→ **WHAT YOU ARE ASKED TO DO**
When the line containing "Detect window in" is found in the data below, copy it and each line after it through the line containing "Detect ceiling fan", exactly and with no others.

→ **RECORDS PROVIDED**
***
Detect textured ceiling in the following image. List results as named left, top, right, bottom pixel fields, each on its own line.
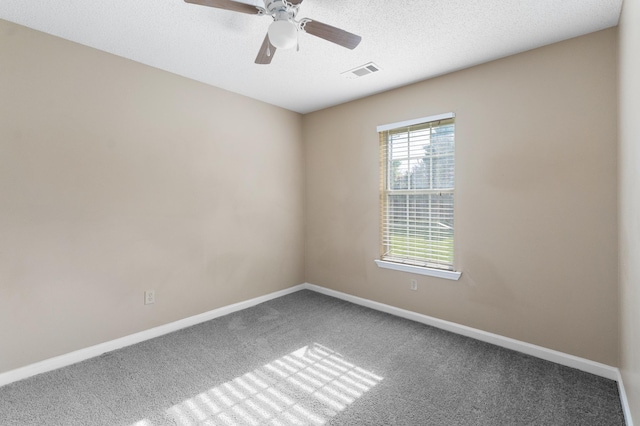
***
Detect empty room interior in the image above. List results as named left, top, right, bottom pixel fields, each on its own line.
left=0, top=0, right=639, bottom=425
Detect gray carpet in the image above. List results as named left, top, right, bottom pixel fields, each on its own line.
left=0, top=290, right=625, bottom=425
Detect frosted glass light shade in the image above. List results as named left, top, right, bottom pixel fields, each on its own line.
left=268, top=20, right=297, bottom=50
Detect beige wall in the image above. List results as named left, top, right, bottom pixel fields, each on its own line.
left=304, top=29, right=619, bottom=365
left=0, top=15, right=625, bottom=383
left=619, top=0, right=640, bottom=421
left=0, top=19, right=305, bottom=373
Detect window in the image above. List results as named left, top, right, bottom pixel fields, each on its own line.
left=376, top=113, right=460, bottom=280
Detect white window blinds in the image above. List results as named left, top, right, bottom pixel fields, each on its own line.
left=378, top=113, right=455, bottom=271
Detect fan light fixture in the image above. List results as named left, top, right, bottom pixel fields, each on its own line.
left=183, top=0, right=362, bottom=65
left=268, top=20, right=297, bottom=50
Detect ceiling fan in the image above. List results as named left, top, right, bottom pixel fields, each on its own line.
***
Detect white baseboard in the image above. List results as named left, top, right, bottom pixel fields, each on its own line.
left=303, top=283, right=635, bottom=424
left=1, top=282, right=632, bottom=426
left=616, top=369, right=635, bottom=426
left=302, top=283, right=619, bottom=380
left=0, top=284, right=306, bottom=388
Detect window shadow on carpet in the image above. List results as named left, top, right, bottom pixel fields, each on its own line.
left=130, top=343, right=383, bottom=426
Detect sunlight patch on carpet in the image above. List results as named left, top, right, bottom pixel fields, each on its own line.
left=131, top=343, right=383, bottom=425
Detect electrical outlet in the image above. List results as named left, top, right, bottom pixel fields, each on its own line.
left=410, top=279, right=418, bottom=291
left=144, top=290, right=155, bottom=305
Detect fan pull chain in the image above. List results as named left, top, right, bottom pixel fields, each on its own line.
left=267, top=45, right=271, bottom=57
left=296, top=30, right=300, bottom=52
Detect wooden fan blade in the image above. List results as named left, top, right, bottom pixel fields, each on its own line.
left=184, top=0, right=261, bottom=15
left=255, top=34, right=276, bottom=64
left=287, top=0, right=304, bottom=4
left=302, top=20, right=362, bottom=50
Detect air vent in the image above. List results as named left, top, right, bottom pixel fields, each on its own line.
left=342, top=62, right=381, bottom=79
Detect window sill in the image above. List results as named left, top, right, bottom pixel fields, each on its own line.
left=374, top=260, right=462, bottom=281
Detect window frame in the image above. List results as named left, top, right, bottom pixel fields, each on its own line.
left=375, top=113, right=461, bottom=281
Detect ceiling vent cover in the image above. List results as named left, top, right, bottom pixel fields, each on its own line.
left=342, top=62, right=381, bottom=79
***
→ **EXERCISE SOLUTION**
Detect window in the image above. List results as named left, top, right, bottom pixel fields, each on its own line.
left=376, top=113, right=460, bottom=280
Detect white window blinds in the image above. List results as named left, top, right, bottom pixel fields, each on its own line.
left=378, top=113, right=455, bottom=271
Detect fan light fixture in the image above. List results as named left, top, right, bottom pixel fields, each on its own line.
left=183, top=0, right=362, bottom=65
left=268, top=20, right=297, bottom=50
Detect ceiling fan in the image above. List results as named left, top, right, bottom pixel fields, each on its own line.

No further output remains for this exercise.